(Supplied material begins)

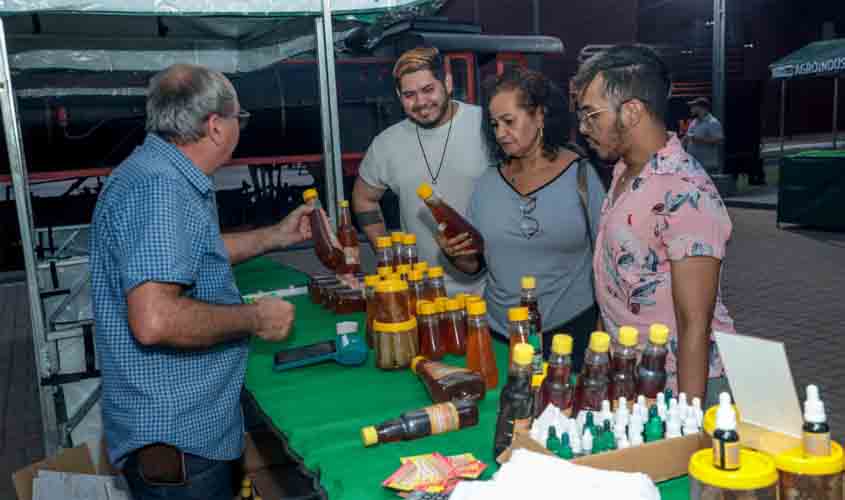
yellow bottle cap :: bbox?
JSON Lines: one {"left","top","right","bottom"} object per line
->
{"left": 689, "top": 449, "right": 778, "bottom": 490}
{"left": 242, "top": 478, "right": 252, "bottom": 487}
{"left": 417, "top": 182, "right": 434, "bottom": 200}
{"left": 302, "top": 188, "right": 318, "bottom": 202}
{"left": 619, "top": 326, "right": 639, "bottom": 347}
{"left": 387, "top": 273, "right": 404, "bottom": 282}
{"left": 364, "top": 275, "right": 381, "bottom": 287}
{"left": 445, "top": 298, "right": 462, "bottom": 312}
{"left": 241, "top": 487, "right": 252, "bottom": 498}
{"left": 375, "top": 279, "right": 408, "bottom": 293}
{"left": 376, "top": 266, "right": 392, "bottom": 277}
{"left": 410, "top": 356, "right": 427, "bottom": 373}
{"left": 376, "top": 236, "right": 393, "bottom": 248}
{"left": 361, "top": 425, "right": 379, "bottom": 447}
{"left": 775, "top": 442, "right": 844, "bottom": 476}
{"left": 391, "top": 231, "right": 405, "bottom": 244}
{"left": 464, "top": 294, "right": 482, "bottom": 304}
{"left": 397, "top": 264, "right": 411, "bottom": 274}
{"left": 552, "top": 334, "right": 573, "bottom": 355}
{"left": 428, "top": 266, "right": 444, "bottom": 278}
{"left": 340, "top": 199, "right": 349, "bottom": 208}
{"left": 508, "top": 307, "right": 529, "bottom": 322}
{"left": 417, "top": 300, "right": 435, "bottom": 315}
{"left": 588, "top": 331, "right": 611, "bottom": 353}
{"left": 512, "top": 342, "right": 534, "bottom": 366}
{"left": 403, "top": 233, "right": 417, "bottom": 245}
{"left": 372, "top": 317, "right": 417, "bottom": 333}
{"left": 408, "top": 269, "right": 425, "bottom": 282}
{"left": 531, "top": 362, "right": 549, "bottom": 387}
{"left": 434, "top": 297, "right": 448, "bottom": 313}
{"left": 650, "top": 323, "right": 670, "bottom": 344}
{"left": 467, "top": 300, "right": 487, "bottom": 316}
{"left": 521, "top": 276, "right": 536, "bottom": 289}
{"left": 412, "top": 262, "right": 429, "bottom": 273}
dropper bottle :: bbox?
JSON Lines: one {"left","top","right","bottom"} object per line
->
{"left": 802, "top": 384, "right": 831, "bottom": 457}
{"left": 712, "top": 392, "right": 740, "bottom": 471}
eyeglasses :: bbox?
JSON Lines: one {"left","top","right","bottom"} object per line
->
{"left": 233, "top": 110, "right": 250, "bottom": 131}
{"left": 575, "top": 107, "right": 609, "bottom": 131}
{"left": 519, "top": 195, "right": 540, "bottom": 239}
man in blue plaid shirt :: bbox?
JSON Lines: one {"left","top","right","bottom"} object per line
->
{"left": 90, "top": 64, "right": 314, "bottom": 499}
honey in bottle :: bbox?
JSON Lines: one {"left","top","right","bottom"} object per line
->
{"left": 494, "top": 343, "right": 535, "bottom": 458}
{"left": 375, "top": 236, "right": 395, "bottom": 270}
{"left": 442, "top": 298, "right": 467, "bottom": 355}
{"left": 391, "top": 231, "right": 405, "bottom": 268}
{"left": 538, "top": 334, "right": 573, "bottom": 417}
{"left": 401, "top": 233, "right": 419, "bottom": 266}
{"left": 507, "top": 307, "right": 532, "bottom": 369}
{"left": 425, "top": 266, "right": 448, "bottom": 302}
{"left": 336, "top": 200, "right": 361, "bottom": 274}
{"left": 520, "top": 276, "right": 542, "bottom": 336}
{"left": 609, "top": 326, "right": 639, "bottom": 406}
{"left": 302, "top": 188, "right": 343, "bottom": 270}
{"left": 376, "top": 265, "right": 392, "bottom": 280}
{"left": 465, "top": 300, "right": 498, "bottom": 390}
{"left": 411, "top": 261, "right": 429, "bottom": 279}
{"left": 363, "top": 275, "right": 380, "bottom": 348}
{"left": 411, "top": 357, "right": 485, "bottom": 403}
{"left": 572, "top": 331, "right": 611, "bottom": 414}
{"left": 360, "top": 399, "right": 479, "bottom": 447}
{"left": 416, "top": 301, "right": 446, "bottom": 360}
{"left": 636, "top": 324, "right": 669, "bottom": 399}
{"left": 396, "top": 264, "right": 412, "bottom": 281}
{"left": 417, "top": 183, "right": 485, "bottom": 254}
{"left": 408, "top": 269, "right": 427, "bottom": 313}
{"left": 434, "top": 297, "right": 450, "bottom": 350}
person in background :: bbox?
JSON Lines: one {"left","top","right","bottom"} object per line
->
{"left": 352, "top": 47, "right": 488, "bottom": 294}
{"left": 435, "top": 66, "right": 605, "bottom": 369}
{"left": 683, "top": 96, "right": 724, "bottom": 175}
{"left": 90, "top": 64, "right": 313, "bottom": 500}
{"left": 573, "top": 45, "right": 735, "bottom": 406}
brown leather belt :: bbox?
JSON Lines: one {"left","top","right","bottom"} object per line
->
{"left": 135, "top": 443, "right": 186, "bottom": 485}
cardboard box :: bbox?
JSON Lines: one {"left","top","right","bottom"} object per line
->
{"left": 12, "top": 443, "right": 119, "bottom": 500}
{"left": 499, "top": 431, "right": 710, "bottom": 483}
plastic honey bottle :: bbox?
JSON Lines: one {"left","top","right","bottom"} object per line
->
{"left": 465, "top": 300, "right": 498, "bottom": 390}
{"left": 636, "top": 324, "right": 669, "bottom": 399}
{"left": 416, "top": 183, "right": 484, "bottom": 253}
{"left": 519, "top": 276, "right": 542, "bottom": 336}
{"left": 336, "top": 200, "right": 361, "bottom": 274}
{"left": 302, "top": 188, "right": 343, "bottom": 270}
{"left": 493, "top": 343, "right": 535, "bottom": 457}
{"left": 361, "top": 399, "right": 479, "bottom": 447}
{"left": 538, "top": 334, "right": 573, "bottom": 416}
{"left": 609, "top": 326, "right": 638, "bottom": 406}
{"left": 375, "top": 236, "right": 395, "bottom": 270}
{"left": 572, "top": 332, "right": 611, "bottom": 413}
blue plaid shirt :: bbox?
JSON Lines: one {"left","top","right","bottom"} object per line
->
{"left": 90, "top": 134, "right": 247, "bottom": 467}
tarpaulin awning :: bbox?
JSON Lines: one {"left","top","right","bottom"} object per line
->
{"left": 770, "top": 38, "right": 845, "bottom": 80}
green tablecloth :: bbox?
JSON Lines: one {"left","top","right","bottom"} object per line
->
{"left": 236, "top": 256, "right": 689, "bottom": 499}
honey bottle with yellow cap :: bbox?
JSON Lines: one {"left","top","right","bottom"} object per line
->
{"left": 390, "top": 231, "right": 405, "bottom": 268}
{"left": 465, "top": 300, "right": 498, "bottom": 390}
{"left": 302, "top": 188, "right": 343, "bottom": 270}
{"left": 336, "top": 200, "right": 361, "bottom": 274}
{"left": 363, "top": 275, "right": 381, "bottom": 348}
{"left": 374, "top": 236, "right": 395, "bottom": 270}
{"left": 637, "top": 324, "right": 669, "bottom": 399}
{"left": 519, "top": 276, "right": 542, "bottom": 336}
{"left": 401, "top": 233, "right": 419, "bottom": 266}
{"left": 442, "top": 298, "right": 467, "bottom": 355}
{"left": 360, "top": 399, "right": 479, "bottom": 447}
{"left": 416, "top": 182, "right": 484, "bottom": 253}
{"left": 572, "top": 332, "right": 611, "bottom": 414}
{"left": 538, "top": 334, "right": 574, "bottom": 416}
{"left": 425, "top": 266, "right": 448, "bottom": 302}
{"left": 609, "top": 326, "right": 639, "bottom": 407}
{"left": 507, "top": 307, "right": 532, "bottom": 369}
{"left": 416, "top": 300, "right": 446, "bottom": 360}
{"left": 411, "top": 356, "right": 485, "bottom": 403}
{"left": 494, "top": 343, "right": 535, "bottom": 457}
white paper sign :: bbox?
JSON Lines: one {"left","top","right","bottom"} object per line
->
{"left": 714, "top": 331, "right": 803, "bottom": 438}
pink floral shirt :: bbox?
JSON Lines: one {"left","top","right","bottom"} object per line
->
{"left": 594, "top": 134, "right": 735, "bottom": 392}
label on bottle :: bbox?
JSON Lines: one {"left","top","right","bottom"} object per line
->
{"left": 803, "top": 431, "right": 832, "bottom": 457}
{"left": 425, "top": 362, "right": 470, "bottom": 381}
{"left": 343, "top": 246, "right": 360, "bottom": 265}
{"left": 425, "top": 402, "right": 461, "bottom": 435}
{"left": 712, "top": 438, "right": 740, "bottom": 470}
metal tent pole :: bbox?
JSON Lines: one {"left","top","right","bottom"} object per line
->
{"left": 712, "top": 0, "right": 726, "bottom": 172}
{"left": 833, "top": 76, "right": 839, "bottom": 149}
{"left": 0, "top": 17, "right": 60, "bottom": 456}
{"left": 315, "top": 0, "right": 344, "bottom": 226}
{"left": 780, "top": 79, "right": 786, "bottom": 154}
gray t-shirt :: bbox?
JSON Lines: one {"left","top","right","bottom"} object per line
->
{"left": 686, "top": 113, "right": 723, "bottom": 170}
{"left": 358, "top": 101, "right": 488, "bottom": 294}
{"left": 467, "top": 159, "right": 606, "bottom": 335}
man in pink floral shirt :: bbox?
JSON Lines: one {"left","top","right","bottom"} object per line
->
{"left": 573, "top": 45, "right": 735, "bottom": 406}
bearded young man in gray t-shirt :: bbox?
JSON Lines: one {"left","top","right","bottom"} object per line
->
{"left": 352, "top": 47, "right": 488, "bottom": 294}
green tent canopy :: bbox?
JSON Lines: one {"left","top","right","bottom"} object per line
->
{"left": 770, "top": 38, "right": 845, "bottom": 80}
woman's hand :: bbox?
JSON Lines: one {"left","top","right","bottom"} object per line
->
{"left": 435, "top": 232, "right": 479, "bottom": 258}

(Supplied material ends)

What is being asked
Only the lines that contain the string "green" should be copied from the entries above.

Answer to the problem
green tablecloth :: bbox?
green tent canopy :: bbox?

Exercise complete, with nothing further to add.